* _SET PROBLEM 1_: In the passage about the Helping Hands app, in what year did Helping Hands begin?
* _SET PROBLEM 2_: Write out the passage about the Helping Hands app from "Working primarily with" to "necessary to graduate.".
* _SET PROBLEM 3_: Extend the passage about the Helping Hands volunteer app, picking up after its final sentence.
====== EXTRACT PROVIDED
The university hackathon was North America’s first student-run event of its kind; one dedicated to creating technologies for positive changes that align with its participants’ passions, be that environmental sustainability, access to health, or addressing barriers to inequality and education, among others.
But Hinds’ primary venture began in 2015, when Helping Hands was born. The app connects volunteers actively looking for opportunities to give back with organizations in science, technology, mathematics and engineering (STEM) that could use the extra hands.
“In Ontario [where Helping Hands is based] students need to volunteer in their community in order to graduate, but we noticed that many were struggling to find meaningful, relevant opportunities. Students who were new to the country struggled even more to find volunteer placements, and most didn’t have resources to help them. I asked myself how I could use technology to help them, and that was the beginning of Helping Hands.”
Working primarily with high school students, Helping Hands helps students to source volunteer opportunities where they will gain experience in STEM fields while giving back to the community and accruing the volunteer hours necessary to graduate.
============
====== STORED ROWS
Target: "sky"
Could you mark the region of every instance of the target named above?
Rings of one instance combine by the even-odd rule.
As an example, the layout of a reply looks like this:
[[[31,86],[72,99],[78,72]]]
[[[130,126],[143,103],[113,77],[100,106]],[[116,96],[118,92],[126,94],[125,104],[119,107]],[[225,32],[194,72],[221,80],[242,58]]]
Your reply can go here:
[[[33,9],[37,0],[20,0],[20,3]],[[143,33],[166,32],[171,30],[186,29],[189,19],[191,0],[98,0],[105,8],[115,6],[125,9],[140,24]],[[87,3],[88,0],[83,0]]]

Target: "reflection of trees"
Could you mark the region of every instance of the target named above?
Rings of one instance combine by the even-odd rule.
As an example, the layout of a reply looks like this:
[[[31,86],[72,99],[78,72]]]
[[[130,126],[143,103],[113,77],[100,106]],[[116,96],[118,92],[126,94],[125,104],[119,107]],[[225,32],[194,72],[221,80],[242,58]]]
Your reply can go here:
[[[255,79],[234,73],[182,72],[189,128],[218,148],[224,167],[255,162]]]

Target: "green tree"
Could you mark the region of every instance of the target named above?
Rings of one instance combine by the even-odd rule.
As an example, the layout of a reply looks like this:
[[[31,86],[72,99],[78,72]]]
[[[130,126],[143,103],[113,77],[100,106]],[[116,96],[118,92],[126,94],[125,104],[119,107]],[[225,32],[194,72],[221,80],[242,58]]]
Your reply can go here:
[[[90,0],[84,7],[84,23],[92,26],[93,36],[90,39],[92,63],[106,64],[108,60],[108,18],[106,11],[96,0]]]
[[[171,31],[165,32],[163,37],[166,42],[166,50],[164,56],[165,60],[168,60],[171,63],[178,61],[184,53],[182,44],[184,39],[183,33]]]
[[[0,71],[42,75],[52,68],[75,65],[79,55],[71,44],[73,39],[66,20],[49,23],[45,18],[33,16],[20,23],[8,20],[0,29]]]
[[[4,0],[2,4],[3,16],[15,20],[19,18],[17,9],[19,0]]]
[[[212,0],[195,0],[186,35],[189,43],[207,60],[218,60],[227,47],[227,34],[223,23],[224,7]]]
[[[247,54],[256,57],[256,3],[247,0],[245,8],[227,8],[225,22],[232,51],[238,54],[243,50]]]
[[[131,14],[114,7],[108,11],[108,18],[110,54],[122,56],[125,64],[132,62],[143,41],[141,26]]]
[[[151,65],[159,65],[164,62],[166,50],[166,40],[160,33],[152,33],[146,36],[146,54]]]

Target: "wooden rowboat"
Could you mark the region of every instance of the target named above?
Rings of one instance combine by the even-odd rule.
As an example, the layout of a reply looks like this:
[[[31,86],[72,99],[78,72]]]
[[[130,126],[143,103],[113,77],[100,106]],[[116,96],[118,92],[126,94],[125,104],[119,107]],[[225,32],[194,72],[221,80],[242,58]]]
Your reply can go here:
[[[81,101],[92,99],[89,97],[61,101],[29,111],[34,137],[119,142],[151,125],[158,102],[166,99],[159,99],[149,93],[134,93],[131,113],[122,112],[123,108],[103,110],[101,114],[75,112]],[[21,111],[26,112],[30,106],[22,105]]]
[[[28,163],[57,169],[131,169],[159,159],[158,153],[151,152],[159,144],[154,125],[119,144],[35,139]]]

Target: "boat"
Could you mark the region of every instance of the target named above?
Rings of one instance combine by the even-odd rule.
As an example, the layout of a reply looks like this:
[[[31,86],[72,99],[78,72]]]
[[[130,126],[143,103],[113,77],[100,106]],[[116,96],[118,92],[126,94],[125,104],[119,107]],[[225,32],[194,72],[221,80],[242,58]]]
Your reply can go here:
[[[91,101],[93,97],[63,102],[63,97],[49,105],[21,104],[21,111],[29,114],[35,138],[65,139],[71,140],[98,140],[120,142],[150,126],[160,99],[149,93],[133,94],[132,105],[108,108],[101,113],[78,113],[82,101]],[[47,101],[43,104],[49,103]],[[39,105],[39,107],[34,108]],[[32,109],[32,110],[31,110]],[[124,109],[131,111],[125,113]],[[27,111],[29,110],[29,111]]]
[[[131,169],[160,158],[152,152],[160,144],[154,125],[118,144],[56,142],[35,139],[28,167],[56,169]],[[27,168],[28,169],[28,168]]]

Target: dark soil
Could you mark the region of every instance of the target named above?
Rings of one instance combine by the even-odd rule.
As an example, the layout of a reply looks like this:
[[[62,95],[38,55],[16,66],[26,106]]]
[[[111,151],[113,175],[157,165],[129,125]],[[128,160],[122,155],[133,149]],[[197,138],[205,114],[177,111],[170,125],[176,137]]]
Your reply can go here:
============
* _RESPONSE 1_: Helping Hands began in 2015.

* _RESPONSE 2_:
Working primarily with high school students, Helping Hands helps students to source volunteer opportunities where they will gain experience in STEM fields while giving back to the community and accruing the volunteer hours necessary to graduate.

* _RESPONSE 3_:
Along with volunteer matching, Helping Hands hosts workshops for disadvantaged youth in an effort to give every student the chance to reach their full potential.
“We want to show students that technology and social good go hand in hand. We interact directly with the students who use Helping Hands because we want them to know that their success is our top priority. To date, we’ve brought our technology to 50 schools where we try to get the students talking about why volunteering is important to them.”
Helping Hands’ mission of pairing technology and social change is one that very much aligns with our mission at Girls Who Code. We know that tech, and computer science in particular, can be used to shape the future; we can use tech to craft the world that in which we long to live. To date, girls participating in our programs have used their computer science skills to create apps that address climate change, the refugee crisis and bullying, among others.
At Girls Who Code we believe that you cannot be what you cannot see. This is why we’ve created Women in Tech Spotlights featuring Canadian women in tech for our Clubs in Canada. These Spotlights are available to our Clubs Facilitators across Canada as teaching aids for the girls in their classrooms.